**PROBLEMS**
[a] Reproduce the part of the message on the eml-literature module revision starting at "So, I think" and ending at "spatialVector, storedProcedure, etc.".
[b] In the message on the eml-literature module revision, what change to existing paths is given as the fix for affected users?
[c] Extend the mailing-list message about revising the eml-literature module, picking up right after its last line.

BEGIN EXTRACT TO READ

[eml-dev] Proposed revision to eml-literature module...

Matt Jones jones at nceas.ucsb.edu
Tue Aug 16 08:59:54 PDT 2005


Well, I'm a usual suspect, but I'll still chime in.  When we originally
discussed the top level container, we did agree that it should contain
children that represent "one" resource for consistency.  But we never
said that the child couldn't contain repeating children itself.  As Mark
mentions, dataset is a good example (it contains multiple entities), and
is exactly analogous to having a "bibliography" that contains multiple
citations.  So in this case the eml document can contain "one
bibliography", which I think would be a valuable change.  So I think we
should go ahead and make this change.

In terms of backwards compatibility, it will break the current schemas,
but is probably not particularly onerous because I have not seen anybody
use top level elements other than the dataset module.  So there are
probably only one or two sites, if any, that would be affect.  The fix
would also be simple (change "eml/citation" to
"eml/bibliography/citation") so retrofitting shouldn't be difficult for
people either.

So, I think we should move ahead with this one as proposed.

Matt

Mark Servilla wrote:
> It is very likely that I missing the historical perspective and wisdom
> of the original creators of eml, however, I would argue that there
> exists an analogy between a new "bibliography" top-level module that
> permits multiple "citation" elements and the other top-level modules,
> namely dataset, software, and protocol.  For example, dataset allows
> multiple dataTable, spatialRaster, spatialVector, storedProcedure, etc.

END EXTRACT TO READ
BEGIN SUPPLIED ENTRIES

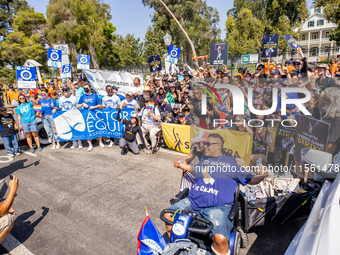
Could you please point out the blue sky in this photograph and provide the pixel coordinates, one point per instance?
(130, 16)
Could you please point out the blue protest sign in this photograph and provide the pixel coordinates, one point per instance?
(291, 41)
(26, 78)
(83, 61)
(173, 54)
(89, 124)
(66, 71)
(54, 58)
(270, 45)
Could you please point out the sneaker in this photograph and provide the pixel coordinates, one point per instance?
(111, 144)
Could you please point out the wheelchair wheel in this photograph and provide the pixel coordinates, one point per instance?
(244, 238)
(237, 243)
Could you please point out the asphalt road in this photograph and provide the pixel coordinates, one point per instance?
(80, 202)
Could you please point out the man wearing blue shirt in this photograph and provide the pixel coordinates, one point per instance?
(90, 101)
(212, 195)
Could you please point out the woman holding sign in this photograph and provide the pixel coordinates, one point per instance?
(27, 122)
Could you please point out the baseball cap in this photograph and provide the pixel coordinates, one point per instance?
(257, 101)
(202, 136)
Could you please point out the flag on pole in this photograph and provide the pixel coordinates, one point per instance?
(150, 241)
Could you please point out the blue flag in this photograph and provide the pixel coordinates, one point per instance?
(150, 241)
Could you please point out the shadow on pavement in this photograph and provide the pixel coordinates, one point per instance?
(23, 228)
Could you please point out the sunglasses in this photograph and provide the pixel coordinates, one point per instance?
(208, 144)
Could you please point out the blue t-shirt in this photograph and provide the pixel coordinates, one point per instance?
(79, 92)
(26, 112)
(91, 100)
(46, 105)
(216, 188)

END SUPPLIED ENTRIES
BEGIN SUPPLIED ENTRIES

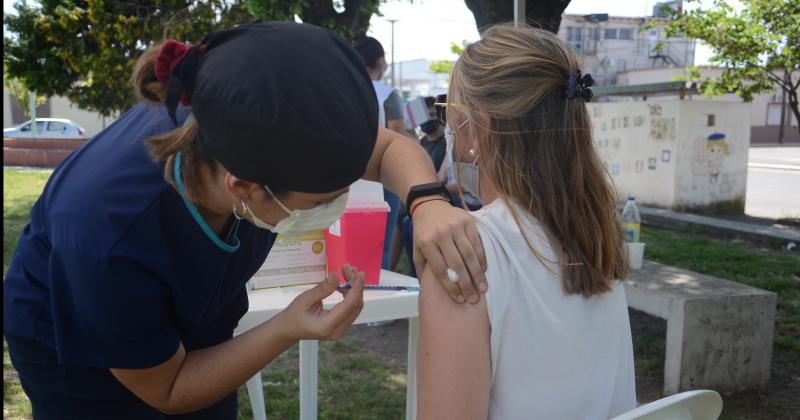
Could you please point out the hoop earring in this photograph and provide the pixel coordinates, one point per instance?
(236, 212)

END SUPPLIED ENTRIES
BEGIN SUPPLIED ENTRIES

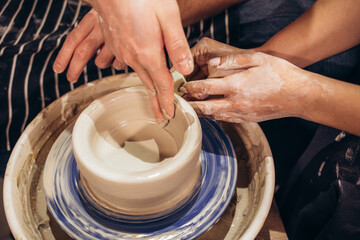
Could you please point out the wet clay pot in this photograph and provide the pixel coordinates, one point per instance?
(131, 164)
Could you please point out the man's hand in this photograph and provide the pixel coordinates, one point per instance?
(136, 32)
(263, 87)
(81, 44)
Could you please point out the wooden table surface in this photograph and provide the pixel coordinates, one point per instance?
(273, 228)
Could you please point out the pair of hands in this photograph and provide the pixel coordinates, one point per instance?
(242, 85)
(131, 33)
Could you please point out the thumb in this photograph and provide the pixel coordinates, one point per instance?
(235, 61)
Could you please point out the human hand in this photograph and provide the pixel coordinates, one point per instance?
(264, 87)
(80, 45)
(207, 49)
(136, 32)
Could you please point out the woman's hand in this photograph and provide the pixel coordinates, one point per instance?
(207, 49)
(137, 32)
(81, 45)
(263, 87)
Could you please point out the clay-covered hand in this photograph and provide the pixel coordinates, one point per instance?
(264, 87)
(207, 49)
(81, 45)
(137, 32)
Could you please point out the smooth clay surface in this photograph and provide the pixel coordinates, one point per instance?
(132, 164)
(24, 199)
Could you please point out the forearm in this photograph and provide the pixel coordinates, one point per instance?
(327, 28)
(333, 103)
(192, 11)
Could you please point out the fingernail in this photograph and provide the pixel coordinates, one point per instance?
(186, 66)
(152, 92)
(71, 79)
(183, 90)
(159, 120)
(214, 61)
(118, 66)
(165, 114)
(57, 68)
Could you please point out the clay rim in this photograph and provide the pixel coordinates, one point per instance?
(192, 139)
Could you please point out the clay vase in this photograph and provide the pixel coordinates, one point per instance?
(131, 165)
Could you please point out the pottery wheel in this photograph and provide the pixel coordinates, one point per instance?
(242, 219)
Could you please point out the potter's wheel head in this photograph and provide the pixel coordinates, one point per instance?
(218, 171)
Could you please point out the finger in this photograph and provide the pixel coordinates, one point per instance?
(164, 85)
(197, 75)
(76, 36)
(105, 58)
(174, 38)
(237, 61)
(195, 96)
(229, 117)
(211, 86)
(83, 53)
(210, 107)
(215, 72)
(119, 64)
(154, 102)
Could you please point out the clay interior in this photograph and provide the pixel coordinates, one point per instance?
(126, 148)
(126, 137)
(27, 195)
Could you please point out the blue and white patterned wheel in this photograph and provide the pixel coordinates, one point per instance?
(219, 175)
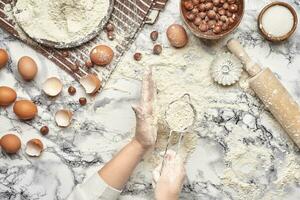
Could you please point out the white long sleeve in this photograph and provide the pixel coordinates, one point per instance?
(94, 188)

END SUPPLIED ENTRIES

**EXERCISE RESULTS**
[a]
So, I think we should move ahead with this one as proposed.

Matt

Mark Servilla wrote:
> It is very likely that I missing the historical perspective and wisdom
> of the original creators of eml, however, I would argue that there
> exists an analogy between a new "bibliography" top-level module that
> permits multiple "citation" elements and the other top-level modules,
> namely dataset, software, and protocol.  For example, dataset allows
> multiple dataTable, spatialRaster, spatialVector, storedProcedure, etc.

[b] Changing "eml/citation" to "eml/bibliography/citation".

[c]
> objects; software allows multiple implementation objects; and, protocol
> allows multiple proceduralStep objects.  Are these models that different
> from what has been proposed for multiple citation objects within a
> bibliography module?
> 
> Or, is the real issue the argument against change and backward
> compatibility?  In essence, the proposed change does not restructure the
> original "citation" object (at least not too much, there is the notion
> of a "contact" associated with each citation).  It somewhat follows what
> Peter suggested - create new schema "Y" (the bibliography module) to
> incorporate multiple instances of old schema "X" (the citation module).
>  EML should evolve (as does all software) to accommodate needed
> enhancements; albeit, it should evolve in an organized fashion.  Some of
> the other potential changes to eml-2.0.1 that have been informally
> suggested would also break backward compatibility (e.g., external
> references).  Also, I believe Metacat supports multiple versions of eml,
> so the pain of change may be spread over time.
> 
> One final comment: as James mentioned, it would really be nice to hear
> from others in the eml community other than the usual suspects.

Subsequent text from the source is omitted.